◆ Extract:
(begin)
As of May 28, 2018, I want to work toward being a person who is known as:

  1. A trusted, honest, and loving wife/friend/family member.
  2. A person committed to antiracist work in all aspects of life.
  3. A writer who avoids wasting your time or her breath.
  4. A student hungry for knowledge.
  5. A future farmer who wants to cultivate a healthier, more sustainable natural world.
  6. A leader who is unabashedly relentless in demanding respect and justice and who can throw her head back and laugh loudly without apologizing.

The mindfulness practice that I started six months ago has created the mental space for me to explore each of these six areas to various degrees. Now, with more mindful prioritizing of my time, I look forward to improving upon each of these hats, one day at a time.

Today is day one.

Humbled and afraid

It’s been a week where carving out time to write dropped in my priority list (old habits creeping back?) yet I did not want to pass up on this opportunity right now to extend my deepest appreciation for people in my life who reached out after my last post.

I have had the honor of being surrounded by brave individuals willing to peel back their pain and sorrow to talk through their experiences in trying to become a parent. Some of those journeys successfully accomplished their pursuits of bringing a child into the world with their partner. Others have paved their desired paths to parenthood via adoption, foster care, surrogate. And others have found peace and acceptance as a childfree individual or couple, fueled by the desire to pour into others who may have gone through a similar experience and the continued fight to ensure that our world remains the type of place we want to bring children into.
(end)
◆ Exercise prompt: Continue the personal post about life goals and paths to parenthood, beginning right after its final sentence.

◆ Data records:
(begin)
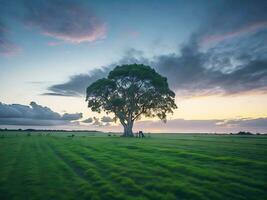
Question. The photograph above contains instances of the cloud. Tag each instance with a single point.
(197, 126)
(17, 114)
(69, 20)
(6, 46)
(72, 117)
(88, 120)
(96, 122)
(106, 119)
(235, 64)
(end)
◆ Response:
The horror of another mass school shooting this week can make any of us afraid to bring any life into our violent world. It isn’t just these terrifying incidents that underscore how frightening America can feel and appear. We operate in a nation under a mindset of scarcity and competition. That means people win, and people lose. That means there will never be enough to go around. We can’t show each other compassion because we’re locked in battle to do all we can to get out ahead. We’re so fearful of losing that we close off the opportunity to forge connection and community with others.

That’s what scares me the most about our world right now. How quickly we back into our corners, no matter what political ideology we espouse. It feels like we’ve lost our ability to see our shared humanity. We will all die. That is inevitable. And we will all live, for some amount of time. And in this time, how do we maximize the gifts we’re given as human beings to bring joy to others; to love; to be grateful; to offer help; to comfort. You can be an individual and be a part of the whole. It’s not a zero-sum game.

Have you seen this Ted Talk from Celeste Headlee: “Help Make America Talk Again”?

I don’t ascribe to the belief that people should ever put themselves in physical/emotional/mental/spiritual danger, which can happen in trying to seek understanding of how others view the world. I do think there are opportunities given to us each day where we can be safe and we can start to forge connection again.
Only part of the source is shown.